_What this task involves_. Please pull out every line of the data below that contains the word "driveway", matching case exactly.
+-------+
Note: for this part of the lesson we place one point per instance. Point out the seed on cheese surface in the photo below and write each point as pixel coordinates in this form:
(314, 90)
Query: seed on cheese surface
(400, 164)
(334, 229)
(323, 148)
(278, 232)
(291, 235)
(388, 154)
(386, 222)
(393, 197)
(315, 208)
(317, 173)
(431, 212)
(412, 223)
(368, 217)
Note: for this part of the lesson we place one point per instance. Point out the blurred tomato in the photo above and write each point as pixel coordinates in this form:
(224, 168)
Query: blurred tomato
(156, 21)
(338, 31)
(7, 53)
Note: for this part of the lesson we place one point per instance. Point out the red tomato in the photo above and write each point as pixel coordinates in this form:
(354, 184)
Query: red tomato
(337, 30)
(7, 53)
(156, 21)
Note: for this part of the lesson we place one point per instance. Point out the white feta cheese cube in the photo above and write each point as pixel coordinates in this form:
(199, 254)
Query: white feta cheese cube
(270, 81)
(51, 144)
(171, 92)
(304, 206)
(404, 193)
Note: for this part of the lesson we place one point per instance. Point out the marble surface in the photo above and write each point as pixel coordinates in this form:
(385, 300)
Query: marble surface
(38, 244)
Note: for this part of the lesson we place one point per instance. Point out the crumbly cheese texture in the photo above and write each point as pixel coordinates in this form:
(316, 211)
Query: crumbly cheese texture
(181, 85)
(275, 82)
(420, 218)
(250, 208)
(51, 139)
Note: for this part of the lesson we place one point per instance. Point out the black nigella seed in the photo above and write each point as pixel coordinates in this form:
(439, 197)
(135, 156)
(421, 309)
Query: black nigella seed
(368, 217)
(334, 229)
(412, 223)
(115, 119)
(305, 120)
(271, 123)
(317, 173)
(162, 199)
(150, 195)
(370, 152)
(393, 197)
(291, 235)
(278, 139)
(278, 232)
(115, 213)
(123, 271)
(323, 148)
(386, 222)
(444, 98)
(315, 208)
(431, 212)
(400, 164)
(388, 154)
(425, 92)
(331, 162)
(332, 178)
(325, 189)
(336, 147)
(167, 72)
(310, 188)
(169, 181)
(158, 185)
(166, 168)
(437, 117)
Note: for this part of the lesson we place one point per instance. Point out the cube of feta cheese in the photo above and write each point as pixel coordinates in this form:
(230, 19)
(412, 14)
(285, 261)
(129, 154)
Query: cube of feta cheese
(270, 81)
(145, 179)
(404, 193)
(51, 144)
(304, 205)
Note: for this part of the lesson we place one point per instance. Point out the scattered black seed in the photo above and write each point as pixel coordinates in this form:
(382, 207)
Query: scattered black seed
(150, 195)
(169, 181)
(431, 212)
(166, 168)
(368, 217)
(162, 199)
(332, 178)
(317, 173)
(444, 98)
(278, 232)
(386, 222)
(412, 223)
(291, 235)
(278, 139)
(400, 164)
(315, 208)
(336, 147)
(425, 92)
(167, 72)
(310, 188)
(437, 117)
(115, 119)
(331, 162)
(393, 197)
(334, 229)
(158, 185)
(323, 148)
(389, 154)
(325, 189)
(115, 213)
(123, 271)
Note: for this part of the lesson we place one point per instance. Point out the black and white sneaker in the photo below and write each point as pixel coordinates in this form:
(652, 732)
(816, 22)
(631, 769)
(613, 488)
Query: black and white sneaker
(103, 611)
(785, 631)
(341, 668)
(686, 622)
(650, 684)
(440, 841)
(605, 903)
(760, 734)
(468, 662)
+-------+
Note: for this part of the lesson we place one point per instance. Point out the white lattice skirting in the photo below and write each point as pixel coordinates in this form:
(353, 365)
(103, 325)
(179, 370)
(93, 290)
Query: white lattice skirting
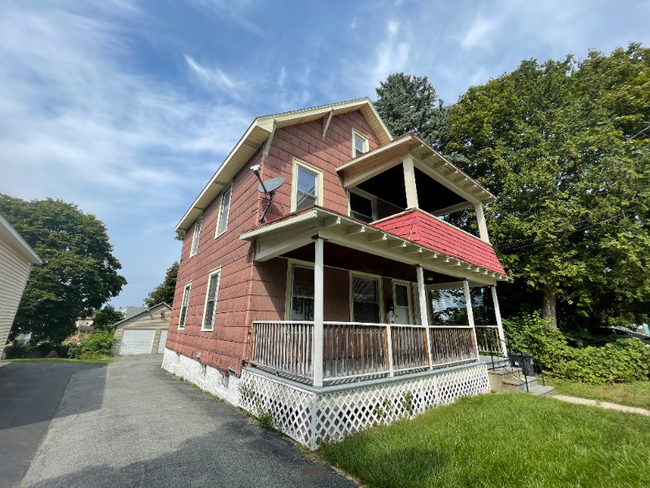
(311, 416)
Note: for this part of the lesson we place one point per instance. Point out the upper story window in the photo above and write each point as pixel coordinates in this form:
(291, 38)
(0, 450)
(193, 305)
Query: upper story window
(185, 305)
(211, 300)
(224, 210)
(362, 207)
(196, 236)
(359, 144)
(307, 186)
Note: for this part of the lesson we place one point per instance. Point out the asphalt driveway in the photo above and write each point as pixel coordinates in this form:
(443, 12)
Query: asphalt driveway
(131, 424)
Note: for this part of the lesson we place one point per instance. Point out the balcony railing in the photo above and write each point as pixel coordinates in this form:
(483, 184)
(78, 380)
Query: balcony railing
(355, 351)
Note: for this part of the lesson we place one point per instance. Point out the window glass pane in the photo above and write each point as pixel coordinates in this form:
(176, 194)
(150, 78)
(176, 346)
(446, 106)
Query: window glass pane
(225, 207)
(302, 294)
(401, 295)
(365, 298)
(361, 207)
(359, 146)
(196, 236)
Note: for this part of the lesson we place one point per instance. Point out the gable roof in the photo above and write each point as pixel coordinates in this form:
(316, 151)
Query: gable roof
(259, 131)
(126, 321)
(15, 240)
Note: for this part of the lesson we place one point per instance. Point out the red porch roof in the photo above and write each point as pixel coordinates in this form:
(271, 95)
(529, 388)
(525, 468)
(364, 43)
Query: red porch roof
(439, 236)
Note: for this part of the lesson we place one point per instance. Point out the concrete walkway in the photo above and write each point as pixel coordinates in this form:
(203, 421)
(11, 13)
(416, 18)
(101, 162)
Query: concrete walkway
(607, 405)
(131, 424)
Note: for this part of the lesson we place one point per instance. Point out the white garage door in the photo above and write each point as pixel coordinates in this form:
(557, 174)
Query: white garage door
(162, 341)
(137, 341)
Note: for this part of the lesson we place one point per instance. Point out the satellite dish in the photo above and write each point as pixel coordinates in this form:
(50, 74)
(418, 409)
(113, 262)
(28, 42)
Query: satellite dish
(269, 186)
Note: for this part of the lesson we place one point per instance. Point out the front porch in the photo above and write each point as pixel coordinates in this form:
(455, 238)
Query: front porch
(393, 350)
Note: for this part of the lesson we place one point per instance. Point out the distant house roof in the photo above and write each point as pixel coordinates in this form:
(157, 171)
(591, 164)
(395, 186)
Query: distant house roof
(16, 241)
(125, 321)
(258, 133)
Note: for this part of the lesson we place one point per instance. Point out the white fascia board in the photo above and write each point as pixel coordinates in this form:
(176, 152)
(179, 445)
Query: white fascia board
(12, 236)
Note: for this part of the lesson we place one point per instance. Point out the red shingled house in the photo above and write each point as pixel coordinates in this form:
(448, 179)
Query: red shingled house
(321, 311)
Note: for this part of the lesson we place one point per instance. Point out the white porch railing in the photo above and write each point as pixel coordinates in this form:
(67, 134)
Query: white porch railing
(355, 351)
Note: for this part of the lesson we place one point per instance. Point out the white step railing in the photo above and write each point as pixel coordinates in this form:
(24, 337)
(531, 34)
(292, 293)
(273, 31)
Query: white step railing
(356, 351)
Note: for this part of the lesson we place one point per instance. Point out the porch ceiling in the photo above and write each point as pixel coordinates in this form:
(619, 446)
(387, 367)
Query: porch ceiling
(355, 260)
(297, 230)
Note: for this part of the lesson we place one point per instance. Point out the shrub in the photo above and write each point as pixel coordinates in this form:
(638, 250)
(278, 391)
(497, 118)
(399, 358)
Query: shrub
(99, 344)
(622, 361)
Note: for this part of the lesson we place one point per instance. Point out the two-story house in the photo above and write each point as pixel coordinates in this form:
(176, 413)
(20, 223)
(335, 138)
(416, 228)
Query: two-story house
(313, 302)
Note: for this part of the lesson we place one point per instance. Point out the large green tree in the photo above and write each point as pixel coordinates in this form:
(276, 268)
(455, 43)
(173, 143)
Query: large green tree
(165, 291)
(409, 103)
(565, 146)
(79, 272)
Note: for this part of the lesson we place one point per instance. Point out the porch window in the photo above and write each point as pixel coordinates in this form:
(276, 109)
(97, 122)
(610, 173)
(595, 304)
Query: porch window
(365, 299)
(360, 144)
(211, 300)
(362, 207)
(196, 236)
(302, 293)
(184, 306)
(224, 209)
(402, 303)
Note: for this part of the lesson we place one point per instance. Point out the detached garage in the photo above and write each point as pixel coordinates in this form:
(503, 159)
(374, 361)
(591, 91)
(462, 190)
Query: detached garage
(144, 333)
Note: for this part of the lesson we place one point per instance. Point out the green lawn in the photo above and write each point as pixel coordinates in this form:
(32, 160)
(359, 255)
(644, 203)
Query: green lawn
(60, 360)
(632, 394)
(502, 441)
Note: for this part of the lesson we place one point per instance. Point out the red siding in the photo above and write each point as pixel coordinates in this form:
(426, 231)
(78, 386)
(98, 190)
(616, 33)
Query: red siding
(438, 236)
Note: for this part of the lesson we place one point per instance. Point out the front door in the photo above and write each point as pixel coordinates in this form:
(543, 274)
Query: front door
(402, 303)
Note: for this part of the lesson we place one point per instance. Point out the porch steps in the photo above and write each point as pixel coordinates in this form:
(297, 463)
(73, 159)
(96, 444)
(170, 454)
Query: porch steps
+-------+
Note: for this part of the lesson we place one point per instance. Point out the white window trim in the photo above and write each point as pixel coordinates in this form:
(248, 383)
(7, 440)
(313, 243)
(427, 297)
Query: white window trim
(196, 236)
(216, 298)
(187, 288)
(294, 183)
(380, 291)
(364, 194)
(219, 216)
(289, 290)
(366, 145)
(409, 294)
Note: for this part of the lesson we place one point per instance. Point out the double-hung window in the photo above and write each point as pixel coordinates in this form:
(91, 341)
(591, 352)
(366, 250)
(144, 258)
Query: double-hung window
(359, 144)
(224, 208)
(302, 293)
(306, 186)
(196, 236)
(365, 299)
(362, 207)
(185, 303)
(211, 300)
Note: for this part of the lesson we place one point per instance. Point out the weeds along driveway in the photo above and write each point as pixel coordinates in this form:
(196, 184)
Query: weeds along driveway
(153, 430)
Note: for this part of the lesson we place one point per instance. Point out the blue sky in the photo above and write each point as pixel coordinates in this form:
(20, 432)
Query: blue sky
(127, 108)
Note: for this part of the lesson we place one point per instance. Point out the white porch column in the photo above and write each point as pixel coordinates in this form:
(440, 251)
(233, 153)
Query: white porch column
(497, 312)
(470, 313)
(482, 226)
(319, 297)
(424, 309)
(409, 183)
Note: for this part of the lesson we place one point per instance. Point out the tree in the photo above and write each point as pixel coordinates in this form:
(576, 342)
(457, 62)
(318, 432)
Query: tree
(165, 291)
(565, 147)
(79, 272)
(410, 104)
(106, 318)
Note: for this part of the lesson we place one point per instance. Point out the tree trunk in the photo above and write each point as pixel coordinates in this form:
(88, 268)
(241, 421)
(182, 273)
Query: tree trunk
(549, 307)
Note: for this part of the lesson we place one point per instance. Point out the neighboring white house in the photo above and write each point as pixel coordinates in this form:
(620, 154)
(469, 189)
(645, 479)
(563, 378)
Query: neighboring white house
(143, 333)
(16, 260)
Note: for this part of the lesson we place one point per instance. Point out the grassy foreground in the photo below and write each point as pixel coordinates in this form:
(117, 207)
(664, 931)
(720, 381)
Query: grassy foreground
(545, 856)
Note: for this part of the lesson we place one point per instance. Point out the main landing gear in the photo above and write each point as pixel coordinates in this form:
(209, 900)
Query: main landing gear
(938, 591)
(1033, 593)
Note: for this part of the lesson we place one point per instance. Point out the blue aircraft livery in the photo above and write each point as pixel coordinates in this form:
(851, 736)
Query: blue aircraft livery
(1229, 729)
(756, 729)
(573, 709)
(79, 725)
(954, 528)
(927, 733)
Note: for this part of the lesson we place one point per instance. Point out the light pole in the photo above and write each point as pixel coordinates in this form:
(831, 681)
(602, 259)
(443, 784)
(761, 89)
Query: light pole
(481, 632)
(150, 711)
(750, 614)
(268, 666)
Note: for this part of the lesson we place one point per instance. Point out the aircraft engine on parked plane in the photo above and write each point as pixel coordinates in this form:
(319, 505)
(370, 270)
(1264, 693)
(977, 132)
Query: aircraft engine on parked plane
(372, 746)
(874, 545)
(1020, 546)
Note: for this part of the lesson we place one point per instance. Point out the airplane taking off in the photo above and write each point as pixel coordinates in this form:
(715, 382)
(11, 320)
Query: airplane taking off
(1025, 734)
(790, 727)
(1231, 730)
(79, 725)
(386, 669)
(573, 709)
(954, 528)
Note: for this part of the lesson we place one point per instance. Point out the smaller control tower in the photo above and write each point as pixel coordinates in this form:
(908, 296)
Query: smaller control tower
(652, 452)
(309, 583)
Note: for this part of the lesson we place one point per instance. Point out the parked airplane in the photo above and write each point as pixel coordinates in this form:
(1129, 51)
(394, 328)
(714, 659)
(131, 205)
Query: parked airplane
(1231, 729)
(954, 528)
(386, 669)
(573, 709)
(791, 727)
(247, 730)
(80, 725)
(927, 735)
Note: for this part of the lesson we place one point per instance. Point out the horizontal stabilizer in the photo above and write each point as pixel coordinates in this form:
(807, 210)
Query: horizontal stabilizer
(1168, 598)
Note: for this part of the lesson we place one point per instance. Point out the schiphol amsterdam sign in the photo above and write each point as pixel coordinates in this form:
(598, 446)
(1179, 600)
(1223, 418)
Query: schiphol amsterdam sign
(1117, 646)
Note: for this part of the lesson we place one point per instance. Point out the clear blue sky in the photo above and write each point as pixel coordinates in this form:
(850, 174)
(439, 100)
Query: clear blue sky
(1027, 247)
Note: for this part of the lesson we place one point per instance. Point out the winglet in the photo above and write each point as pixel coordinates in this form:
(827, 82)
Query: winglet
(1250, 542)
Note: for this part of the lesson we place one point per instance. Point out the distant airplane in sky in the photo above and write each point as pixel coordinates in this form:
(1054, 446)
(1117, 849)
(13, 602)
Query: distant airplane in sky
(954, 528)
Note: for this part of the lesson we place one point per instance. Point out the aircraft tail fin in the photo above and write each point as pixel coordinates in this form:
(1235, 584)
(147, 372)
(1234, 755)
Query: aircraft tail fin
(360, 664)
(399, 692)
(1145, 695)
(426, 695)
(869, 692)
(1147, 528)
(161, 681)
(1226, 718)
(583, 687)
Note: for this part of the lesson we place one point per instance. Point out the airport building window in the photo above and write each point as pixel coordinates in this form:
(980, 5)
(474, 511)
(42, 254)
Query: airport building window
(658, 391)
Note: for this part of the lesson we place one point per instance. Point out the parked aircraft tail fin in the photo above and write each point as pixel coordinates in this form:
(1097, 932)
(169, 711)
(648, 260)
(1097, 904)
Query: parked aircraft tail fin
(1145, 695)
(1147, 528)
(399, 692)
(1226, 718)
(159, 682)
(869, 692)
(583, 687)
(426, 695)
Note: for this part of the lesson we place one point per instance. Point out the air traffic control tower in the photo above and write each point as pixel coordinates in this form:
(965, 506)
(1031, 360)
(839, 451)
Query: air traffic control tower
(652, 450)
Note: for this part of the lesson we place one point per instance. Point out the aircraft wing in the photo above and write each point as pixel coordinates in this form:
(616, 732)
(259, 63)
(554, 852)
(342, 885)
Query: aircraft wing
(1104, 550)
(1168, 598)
+-------+
_Exercise answer_.
Note: for this part of the lesson we place one point per instance. Point out the asphalt driveway in the photo above and write each point as pixel coordinates in this form:
Query: asphalt driveway
Note: for this part of the lesson we place one point per instance. Point out the weeds along driveway in the photo above and write each point as pixel coordinates in this form:
Query: weeds along driveway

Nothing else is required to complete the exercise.